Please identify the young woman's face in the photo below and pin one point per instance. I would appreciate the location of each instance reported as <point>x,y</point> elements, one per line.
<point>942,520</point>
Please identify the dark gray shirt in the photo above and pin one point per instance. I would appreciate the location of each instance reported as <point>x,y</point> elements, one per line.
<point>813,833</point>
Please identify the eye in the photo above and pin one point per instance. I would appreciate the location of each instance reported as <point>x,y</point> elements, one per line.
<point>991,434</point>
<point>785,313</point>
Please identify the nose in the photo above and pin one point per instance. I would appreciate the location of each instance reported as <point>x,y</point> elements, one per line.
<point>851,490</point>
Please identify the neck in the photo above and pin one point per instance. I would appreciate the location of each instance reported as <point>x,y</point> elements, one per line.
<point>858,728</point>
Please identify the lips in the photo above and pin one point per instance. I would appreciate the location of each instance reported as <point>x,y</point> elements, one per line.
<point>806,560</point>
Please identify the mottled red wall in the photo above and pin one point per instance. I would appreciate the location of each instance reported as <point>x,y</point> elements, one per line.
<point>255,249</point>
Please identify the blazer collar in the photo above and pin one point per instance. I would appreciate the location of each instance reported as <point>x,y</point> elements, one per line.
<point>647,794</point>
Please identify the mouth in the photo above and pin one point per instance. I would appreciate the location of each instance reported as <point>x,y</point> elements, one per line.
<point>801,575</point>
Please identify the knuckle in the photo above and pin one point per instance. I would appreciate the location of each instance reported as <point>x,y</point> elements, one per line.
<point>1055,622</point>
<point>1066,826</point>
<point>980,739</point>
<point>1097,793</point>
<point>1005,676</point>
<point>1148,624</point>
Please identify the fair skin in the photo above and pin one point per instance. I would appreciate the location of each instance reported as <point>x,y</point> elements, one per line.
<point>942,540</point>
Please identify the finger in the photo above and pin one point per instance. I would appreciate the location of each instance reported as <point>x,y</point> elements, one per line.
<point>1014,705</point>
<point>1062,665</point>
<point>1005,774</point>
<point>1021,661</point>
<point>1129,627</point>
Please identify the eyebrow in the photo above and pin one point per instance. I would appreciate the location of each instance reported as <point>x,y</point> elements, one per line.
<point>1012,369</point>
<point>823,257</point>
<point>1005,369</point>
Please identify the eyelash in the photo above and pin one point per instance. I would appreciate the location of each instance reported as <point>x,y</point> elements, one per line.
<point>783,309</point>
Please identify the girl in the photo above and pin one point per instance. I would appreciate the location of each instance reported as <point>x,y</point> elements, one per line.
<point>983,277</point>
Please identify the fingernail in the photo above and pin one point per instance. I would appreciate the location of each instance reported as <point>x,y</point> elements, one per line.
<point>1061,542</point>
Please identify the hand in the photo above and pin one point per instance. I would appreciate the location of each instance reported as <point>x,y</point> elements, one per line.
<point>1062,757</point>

● ● ● ● ● ● ●

EXERCISE OBJECTIVE
Nothing but the lines from the one containing "Please identify the hand" through the last line of the data above should be given again, each exactly as it stands.

YOUR RESPONSE
Please identify the hand in the photo above and pin one point per instance. I would appreciate the location of each instance reported as <point>x,y</point> elements, one per line.
<point>1062,757</point>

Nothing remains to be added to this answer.